(Source data)
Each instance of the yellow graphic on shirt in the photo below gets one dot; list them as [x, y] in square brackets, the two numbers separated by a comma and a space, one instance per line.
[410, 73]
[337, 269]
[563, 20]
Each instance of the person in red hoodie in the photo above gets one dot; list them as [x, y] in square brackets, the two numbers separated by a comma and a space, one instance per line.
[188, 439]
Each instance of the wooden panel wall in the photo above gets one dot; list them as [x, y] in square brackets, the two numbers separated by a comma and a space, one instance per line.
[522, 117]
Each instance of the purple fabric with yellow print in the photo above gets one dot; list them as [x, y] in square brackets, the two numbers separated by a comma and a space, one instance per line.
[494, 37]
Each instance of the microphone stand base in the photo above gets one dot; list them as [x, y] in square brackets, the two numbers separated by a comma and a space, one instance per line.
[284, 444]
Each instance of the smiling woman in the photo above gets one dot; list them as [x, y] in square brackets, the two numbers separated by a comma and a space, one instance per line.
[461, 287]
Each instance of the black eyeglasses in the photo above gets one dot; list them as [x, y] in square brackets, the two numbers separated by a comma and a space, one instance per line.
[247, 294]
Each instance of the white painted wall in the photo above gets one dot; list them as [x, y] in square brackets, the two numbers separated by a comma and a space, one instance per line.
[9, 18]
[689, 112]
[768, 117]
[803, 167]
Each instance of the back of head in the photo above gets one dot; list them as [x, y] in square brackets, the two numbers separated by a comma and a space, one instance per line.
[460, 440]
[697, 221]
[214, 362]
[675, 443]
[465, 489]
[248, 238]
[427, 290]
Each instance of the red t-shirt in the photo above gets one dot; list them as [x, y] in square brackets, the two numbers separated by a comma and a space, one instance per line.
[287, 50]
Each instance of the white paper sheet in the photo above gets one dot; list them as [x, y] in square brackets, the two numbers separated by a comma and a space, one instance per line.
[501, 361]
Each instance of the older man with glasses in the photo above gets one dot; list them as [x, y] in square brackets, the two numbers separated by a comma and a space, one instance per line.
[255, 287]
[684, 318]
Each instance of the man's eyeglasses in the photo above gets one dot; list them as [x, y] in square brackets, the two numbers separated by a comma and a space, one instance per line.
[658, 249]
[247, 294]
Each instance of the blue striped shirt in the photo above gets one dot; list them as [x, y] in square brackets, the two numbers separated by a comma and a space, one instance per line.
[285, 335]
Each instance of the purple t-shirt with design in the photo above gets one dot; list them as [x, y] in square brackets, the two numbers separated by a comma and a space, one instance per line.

SET TASK — Please copy out every one of the entries above word for word, keeping each on its own line.

SOLUTION TO THIS EXERCISE —
Each instance of the yellow graphic on shirt in the photo below gets one dot; list them as [x, y] in square brackets, the two numbers separated by a comma and a space, one instance per line.
[410, 73]
[337, 269]
[563, 20]
Each instance of the person in red hoodie in the photo above gets one dot; list them as [x, y] in square brackets, the two numbers separated by a comma and a space, one instance per line.
[188, 439]
Each instance of the wooden panel wall in the photo above gets one dot; list them as [x, y] in square brackets, the two numbers separated by a comma and a space, one instance per line.
[522, 117]
Each instance of the purple fabric with yellow print in the photo above gets one dot; list them as [x, y] in square brackets, the two numbers separated by a comma and a space, one instance per line.
[494, 37]
Each instance of the microphone stand base in the photo above gets one dot; list them as [x, y] in square brackets, the two numbers separated by a comma and a space, one instance per line.
[284, 444]
Each instance of the smiling woman in the photo above gets one dot; list them as [x, y] in square brackets, the two numbers separated by a comma and a space, one instance per line.
[461, 287]
Each instance of the black eyeglasses in the photo above gets one dot; list them as [x, y] in square brackets, the two numbers separated by a comma and a space, one instance per line.
[247, 294]
Each instance of the white painted wall in the photo above gets one dot; list them as [x, y] in square brackets, the two numbers separated by a comma and a space, one instance per line.
[9, 18]
[689, 112]
[768, 117]
[803, 167]
Each instance of the back of head in the photo above gets one dot; list them as [x, y] in square brackets, the two numbers separated by a comma and a space, one instance per line.
[460, 440]
[697, 221]
[214, 362]
[675, 443]
[465, 489]
[248, 238]
[427, 290]
Each instance of the red t-shirt in the photo above gets one dot; list them as [x, y] in square brackets, the two numbers separated by a comma and a space, one instance per line.
[287, 50]
Each instance of the white paper sheet in the photo above gets one dot; list them as [x, y] in square brackets, the two numbers separated by a comma and a space, one instance per line.
[501, 361]
Each instance of the older man with glasses in the photo above gets one dot; list them as [x, y] in square brackets, the two numbers separated by a comma and a space, one instance per line.
[255, 287]
[684, 318]
Each instance of the man's eyeglasses in the photo above gets one dot; list them as [x, y] in square brackets, the two numbers separated by a comma and a space, one instance per line.
[658, 249]
[247, 294]
Each instance of the blue striped shirt in the photo above gets one dot; list them as [x, y] in square brackets, the two numbers separated by a comma and a space, one instance per line.
[285, 335]
Each instance of the purple t-shirt with design in the photo above gets one dot; list them as [x, y] in square brackets, the two numbers separated by a comma and a space, one instance per line.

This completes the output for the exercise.